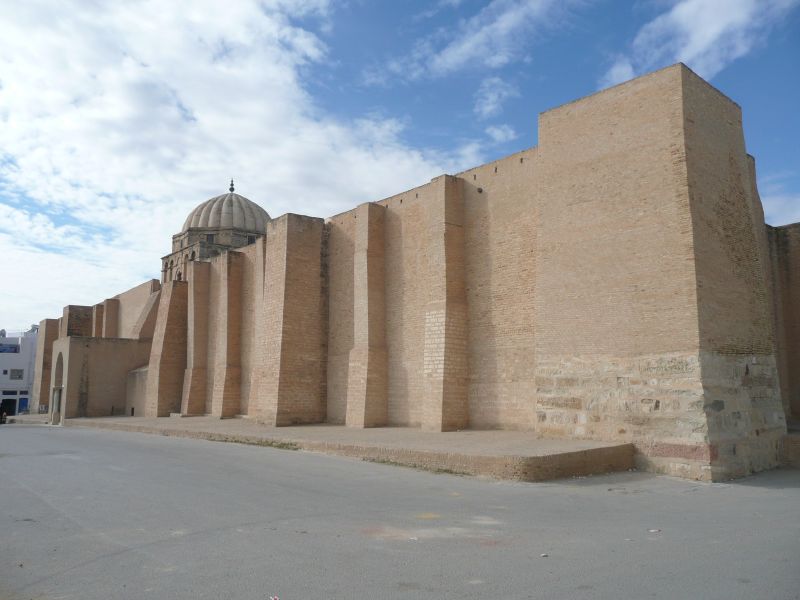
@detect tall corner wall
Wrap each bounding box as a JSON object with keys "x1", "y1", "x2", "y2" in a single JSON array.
.....
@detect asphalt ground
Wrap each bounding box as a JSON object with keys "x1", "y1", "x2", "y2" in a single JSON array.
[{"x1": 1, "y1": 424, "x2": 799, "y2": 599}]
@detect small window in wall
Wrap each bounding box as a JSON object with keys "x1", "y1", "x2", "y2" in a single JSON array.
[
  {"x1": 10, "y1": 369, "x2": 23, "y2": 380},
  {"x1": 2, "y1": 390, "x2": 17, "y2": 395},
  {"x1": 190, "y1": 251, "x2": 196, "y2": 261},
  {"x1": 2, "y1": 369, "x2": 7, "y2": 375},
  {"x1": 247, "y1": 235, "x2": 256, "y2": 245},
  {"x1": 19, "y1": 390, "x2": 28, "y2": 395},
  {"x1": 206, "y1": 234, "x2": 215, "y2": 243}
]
.....
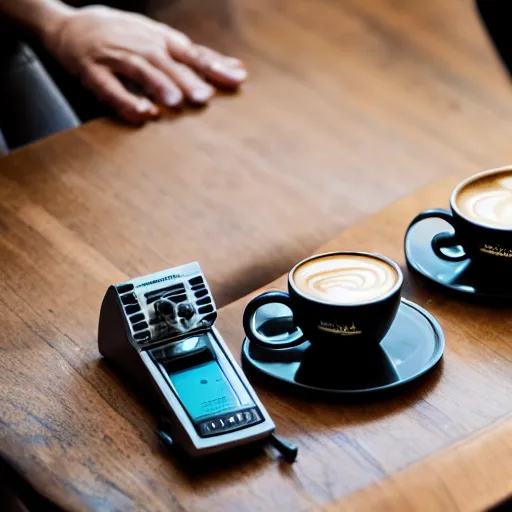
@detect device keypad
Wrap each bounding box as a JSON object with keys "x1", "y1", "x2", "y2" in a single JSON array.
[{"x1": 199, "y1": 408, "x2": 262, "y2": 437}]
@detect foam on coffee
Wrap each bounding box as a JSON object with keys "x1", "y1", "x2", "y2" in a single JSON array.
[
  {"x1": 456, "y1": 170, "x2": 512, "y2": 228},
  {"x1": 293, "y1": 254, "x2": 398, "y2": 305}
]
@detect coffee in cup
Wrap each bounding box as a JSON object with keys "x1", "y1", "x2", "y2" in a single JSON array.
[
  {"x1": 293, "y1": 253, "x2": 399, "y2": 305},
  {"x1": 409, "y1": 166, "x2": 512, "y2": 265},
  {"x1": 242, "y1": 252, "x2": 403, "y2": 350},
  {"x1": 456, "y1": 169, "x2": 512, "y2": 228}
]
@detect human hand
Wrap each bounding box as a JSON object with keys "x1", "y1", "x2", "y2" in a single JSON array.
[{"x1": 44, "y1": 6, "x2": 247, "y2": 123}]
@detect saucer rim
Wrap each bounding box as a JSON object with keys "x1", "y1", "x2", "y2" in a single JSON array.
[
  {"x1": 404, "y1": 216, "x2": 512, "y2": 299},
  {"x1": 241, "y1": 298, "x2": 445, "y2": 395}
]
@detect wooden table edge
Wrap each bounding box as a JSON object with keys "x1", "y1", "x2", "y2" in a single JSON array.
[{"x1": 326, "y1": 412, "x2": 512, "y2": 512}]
.....
Task item: Please return each line of the listing above that contains "detect".

Task output:
@detect tall corner wall
@detect asphalt ground
@detect small window in wall
@detect device keypad
@detect foam on coffee
@detect coffee in cup
@detect human hand
@detect saucer rim
@detect wooden table edge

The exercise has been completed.